------ Entries provided ------

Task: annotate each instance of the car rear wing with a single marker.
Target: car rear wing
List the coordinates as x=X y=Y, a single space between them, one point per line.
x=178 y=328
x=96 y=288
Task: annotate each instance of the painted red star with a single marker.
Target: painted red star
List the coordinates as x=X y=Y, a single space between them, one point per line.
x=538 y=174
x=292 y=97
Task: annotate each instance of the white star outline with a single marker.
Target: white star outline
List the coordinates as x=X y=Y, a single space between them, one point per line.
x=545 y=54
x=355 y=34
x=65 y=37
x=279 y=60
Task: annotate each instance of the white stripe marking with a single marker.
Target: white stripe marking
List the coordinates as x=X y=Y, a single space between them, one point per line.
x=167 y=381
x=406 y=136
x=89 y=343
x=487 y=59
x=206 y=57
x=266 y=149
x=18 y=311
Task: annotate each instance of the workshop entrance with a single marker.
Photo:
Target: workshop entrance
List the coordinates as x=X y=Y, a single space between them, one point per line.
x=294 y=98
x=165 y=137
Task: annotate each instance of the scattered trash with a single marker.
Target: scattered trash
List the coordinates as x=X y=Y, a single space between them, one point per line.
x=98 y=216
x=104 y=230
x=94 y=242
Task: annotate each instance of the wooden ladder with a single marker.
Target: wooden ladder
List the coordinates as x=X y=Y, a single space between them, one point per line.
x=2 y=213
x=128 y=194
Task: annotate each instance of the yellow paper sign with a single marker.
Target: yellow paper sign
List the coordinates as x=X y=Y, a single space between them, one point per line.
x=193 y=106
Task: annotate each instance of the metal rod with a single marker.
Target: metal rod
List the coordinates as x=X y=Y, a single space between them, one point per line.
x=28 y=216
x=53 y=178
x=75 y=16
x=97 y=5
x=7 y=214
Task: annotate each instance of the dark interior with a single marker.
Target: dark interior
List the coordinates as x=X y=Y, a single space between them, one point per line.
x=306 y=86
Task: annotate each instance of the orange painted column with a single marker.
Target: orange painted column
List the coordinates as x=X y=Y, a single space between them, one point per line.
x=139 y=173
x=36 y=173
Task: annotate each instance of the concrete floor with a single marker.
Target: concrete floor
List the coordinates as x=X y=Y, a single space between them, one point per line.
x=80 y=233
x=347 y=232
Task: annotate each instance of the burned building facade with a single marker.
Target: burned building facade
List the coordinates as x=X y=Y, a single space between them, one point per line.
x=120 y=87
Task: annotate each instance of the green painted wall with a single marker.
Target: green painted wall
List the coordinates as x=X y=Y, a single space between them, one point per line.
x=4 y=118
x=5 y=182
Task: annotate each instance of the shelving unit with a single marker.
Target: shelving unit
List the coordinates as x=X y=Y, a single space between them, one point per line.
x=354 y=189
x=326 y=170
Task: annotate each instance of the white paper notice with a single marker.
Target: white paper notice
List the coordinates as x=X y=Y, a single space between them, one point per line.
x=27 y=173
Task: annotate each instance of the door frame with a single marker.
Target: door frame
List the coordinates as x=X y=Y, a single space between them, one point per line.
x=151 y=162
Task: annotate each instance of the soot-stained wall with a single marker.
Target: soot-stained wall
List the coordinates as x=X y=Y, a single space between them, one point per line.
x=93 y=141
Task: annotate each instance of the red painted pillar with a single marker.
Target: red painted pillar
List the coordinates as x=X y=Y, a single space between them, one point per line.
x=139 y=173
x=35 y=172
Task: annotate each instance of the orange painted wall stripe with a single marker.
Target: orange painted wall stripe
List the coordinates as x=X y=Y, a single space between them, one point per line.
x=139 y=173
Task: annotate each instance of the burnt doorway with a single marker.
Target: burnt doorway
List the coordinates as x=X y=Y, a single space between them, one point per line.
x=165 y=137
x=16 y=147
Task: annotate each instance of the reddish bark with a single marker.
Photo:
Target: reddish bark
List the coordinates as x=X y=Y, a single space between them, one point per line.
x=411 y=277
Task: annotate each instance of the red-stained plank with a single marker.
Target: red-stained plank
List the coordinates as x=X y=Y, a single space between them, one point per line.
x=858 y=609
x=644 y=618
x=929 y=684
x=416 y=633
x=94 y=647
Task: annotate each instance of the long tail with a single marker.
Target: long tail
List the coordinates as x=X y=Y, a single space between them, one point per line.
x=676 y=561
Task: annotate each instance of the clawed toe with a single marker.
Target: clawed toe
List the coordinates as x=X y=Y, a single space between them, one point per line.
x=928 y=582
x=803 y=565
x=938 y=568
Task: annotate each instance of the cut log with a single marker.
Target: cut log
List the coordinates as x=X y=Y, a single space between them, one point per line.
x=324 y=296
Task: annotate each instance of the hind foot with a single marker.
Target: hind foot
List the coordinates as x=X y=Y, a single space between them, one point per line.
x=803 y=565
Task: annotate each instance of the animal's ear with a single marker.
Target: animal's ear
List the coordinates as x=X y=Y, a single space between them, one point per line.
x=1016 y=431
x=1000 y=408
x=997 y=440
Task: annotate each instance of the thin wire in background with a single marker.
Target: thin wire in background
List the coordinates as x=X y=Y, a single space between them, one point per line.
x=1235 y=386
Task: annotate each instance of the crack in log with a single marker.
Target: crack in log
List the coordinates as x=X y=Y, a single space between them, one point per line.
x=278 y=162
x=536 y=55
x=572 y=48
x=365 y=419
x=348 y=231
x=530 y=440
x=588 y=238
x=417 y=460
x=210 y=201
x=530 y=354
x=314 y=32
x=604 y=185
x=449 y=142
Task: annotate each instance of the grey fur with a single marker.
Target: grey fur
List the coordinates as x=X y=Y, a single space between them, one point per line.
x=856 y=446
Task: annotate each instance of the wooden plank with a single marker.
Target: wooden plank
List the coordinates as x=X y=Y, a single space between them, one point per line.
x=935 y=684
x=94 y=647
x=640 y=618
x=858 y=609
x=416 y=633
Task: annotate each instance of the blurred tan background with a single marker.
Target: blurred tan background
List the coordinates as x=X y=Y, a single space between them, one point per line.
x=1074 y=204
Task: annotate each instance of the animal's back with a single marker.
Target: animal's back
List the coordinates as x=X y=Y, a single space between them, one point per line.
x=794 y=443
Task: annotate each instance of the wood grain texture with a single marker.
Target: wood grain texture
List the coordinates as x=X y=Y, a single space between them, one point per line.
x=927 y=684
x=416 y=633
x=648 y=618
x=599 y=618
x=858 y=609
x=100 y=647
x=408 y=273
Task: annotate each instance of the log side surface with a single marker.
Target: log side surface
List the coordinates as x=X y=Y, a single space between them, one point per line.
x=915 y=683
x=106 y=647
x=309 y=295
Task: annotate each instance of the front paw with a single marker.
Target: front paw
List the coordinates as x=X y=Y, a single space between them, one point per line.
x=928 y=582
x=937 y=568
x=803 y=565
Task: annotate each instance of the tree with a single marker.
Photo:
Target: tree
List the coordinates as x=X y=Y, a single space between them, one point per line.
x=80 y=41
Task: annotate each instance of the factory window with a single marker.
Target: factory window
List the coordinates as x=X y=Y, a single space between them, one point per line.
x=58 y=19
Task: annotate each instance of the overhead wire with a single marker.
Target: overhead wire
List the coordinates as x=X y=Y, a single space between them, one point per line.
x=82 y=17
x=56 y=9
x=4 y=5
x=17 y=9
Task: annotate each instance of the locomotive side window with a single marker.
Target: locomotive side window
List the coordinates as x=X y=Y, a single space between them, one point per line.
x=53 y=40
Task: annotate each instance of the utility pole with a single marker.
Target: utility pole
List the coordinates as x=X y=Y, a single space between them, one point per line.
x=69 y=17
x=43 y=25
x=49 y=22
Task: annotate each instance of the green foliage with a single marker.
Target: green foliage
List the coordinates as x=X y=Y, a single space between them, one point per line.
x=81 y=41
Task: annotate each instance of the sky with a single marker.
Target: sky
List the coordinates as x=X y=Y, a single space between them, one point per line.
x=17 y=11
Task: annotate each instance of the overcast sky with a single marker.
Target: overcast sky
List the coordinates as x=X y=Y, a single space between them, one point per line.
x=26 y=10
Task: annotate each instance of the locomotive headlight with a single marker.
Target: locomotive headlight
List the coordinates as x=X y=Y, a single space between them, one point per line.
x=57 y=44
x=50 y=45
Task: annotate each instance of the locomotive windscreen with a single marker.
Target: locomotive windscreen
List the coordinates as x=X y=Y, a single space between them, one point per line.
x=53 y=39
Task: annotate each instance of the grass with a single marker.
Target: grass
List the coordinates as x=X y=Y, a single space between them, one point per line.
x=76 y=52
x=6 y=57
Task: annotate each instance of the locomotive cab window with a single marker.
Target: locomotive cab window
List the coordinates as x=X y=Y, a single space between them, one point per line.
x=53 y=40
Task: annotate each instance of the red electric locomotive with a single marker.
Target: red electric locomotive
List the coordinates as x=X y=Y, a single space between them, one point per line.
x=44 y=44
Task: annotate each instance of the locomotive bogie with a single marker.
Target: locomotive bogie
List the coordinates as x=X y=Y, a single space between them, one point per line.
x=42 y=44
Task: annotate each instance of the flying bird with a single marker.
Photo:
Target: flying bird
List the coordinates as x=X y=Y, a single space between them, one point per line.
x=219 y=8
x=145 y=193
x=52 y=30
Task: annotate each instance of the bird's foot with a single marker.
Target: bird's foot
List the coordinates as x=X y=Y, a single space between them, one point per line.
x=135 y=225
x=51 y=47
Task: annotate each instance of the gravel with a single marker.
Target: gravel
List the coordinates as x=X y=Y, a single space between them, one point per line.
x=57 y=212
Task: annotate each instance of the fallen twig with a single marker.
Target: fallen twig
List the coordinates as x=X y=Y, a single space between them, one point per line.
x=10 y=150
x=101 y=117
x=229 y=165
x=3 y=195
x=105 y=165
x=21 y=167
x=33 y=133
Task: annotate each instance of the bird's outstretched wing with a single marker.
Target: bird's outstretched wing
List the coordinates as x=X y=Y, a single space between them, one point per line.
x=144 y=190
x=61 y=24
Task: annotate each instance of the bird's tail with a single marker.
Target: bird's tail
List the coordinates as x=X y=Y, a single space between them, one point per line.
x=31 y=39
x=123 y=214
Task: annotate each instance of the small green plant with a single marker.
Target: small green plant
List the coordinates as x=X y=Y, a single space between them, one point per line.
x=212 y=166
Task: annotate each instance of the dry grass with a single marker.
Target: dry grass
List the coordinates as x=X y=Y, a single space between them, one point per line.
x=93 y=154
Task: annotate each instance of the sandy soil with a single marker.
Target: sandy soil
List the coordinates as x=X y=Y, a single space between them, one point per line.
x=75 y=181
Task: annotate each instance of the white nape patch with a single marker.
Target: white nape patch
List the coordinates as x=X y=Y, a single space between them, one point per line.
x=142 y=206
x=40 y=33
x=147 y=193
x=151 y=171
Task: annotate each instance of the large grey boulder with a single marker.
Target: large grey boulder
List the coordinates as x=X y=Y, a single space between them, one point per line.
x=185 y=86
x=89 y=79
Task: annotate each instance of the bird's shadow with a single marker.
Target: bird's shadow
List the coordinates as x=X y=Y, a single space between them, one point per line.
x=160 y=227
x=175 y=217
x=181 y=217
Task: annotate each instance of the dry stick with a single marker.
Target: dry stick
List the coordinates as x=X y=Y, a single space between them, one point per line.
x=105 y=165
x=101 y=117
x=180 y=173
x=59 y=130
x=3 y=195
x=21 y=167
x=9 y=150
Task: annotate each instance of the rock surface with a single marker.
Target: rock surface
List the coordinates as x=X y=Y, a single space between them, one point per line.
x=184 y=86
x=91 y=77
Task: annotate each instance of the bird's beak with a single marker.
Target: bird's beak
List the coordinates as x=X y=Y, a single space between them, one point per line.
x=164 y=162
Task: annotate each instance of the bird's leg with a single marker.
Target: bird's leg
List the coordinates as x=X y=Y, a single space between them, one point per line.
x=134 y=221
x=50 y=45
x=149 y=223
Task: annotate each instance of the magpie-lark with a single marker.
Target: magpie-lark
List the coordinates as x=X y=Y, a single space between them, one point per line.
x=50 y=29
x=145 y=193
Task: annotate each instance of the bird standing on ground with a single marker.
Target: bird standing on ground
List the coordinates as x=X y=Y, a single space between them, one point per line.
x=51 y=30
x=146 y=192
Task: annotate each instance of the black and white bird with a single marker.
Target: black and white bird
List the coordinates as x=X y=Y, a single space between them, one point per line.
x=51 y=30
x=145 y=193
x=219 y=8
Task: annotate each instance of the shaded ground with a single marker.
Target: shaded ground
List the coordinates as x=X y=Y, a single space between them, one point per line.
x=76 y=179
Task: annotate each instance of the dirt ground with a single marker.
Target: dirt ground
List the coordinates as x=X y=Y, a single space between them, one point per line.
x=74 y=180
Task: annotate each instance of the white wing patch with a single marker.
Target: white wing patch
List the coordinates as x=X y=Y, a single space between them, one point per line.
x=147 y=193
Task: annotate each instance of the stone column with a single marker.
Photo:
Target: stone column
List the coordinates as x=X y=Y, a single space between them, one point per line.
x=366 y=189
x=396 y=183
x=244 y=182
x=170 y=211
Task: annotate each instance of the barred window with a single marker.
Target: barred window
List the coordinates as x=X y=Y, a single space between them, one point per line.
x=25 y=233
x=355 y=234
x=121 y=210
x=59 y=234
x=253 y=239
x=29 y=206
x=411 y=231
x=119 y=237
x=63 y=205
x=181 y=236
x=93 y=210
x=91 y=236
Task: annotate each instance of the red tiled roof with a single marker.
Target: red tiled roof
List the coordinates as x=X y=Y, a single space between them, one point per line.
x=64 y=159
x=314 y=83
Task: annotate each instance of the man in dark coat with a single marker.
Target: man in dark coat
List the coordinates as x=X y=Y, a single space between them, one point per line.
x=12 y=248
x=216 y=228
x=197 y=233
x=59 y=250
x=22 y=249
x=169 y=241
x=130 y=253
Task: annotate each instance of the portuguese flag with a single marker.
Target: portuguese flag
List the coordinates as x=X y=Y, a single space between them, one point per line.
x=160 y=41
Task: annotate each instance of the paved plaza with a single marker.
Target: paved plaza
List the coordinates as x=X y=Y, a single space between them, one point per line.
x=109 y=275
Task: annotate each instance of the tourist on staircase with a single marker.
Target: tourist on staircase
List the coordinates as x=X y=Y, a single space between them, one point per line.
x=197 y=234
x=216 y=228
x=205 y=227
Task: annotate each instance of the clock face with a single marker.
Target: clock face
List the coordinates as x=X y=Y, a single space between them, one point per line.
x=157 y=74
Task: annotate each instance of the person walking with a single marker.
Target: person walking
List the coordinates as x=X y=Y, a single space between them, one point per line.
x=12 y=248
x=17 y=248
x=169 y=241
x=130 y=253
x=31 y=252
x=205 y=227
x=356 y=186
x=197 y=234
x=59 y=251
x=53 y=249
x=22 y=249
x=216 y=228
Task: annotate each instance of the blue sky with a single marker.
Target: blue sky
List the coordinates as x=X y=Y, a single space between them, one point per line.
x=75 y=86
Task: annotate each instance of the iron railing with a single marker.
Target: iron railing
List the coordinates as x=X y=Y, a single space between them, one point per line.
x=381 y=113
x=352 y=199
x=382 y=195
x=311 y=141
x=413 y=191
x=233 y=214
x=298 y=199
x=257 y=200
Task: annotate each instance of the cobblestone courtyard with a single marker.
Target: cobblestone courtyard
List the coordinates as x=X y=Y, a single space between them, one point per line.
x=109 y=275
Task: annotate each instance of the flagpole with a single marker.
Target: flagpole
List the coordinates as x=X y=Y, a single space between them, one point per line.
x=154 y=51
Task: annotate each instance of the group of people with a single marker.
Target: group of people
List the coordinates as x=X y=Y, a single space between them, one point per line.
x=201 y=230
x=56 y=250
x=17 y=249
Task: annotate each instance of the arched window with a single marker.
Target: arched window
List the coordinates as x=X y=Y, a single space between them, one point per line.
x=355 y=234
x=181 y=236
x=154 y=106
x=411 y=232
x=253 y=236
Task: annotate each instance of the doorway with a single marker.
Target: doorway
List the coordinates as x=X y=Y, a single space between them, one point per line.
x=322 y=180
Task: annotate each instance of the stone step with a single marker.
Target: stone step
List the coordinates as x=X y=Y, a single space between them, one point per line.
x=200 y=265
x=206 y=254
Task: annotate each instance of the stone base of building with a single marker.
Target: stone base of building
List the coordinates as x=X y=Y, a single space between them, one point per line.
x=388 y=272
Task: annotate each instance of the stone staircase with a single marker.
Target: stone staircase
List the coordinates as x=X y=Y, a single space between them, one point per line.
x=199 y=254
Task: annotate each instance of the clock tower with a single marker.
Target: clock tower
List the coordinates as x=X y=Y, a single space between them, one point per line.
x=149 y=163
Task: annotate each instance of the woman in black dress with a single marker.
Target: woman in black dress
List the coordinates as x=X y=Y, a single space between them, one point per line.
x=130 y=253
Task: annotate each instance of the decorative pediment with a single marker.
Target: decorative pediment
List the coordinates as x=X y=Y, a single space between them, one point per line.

------

## The request
Give again the lines from the line holding "Task: annotate each instance of the stone step" through the close of the listing, both included, exactly as written and with nothing else.

## Right answer
Task: annotate each instance of the stone step with a single marker.
Target: stone step
List the coordinates as x=X y=Y, a single space between them, one point per line.
x=200 y=265
x=206 y=254
Task: annotate each instance of the stone base of building with a single marker.
Target: stone base of building
List the coordinates as x=X y=Y, a single space between them, one point per line.
x=388 y=272
Task: annotate each instance of the stone staircase with a single marker.
Target: stone staircase
List the coordinates as x=X y=Y, a single space between them, one point per line.
x=199 y=254
Task: annotate each instance of the clock tower with a single marker.
Target: clock tower
List the coordinates as x=X y=Y, a single space between them, one point per line.
x=149 y=163
Task: annotate each instance of the woman in black dress with a single marker.
Target: woman in black dress
List the coordinates as x=X y=Y, a single space between them, one point per line.
x=130 y=253
Task: annotate each instance of the decorative pediment with a single marker.
Target: decorative pediment
List the coordinates as x=X y=Y, a single space between them, one point per line.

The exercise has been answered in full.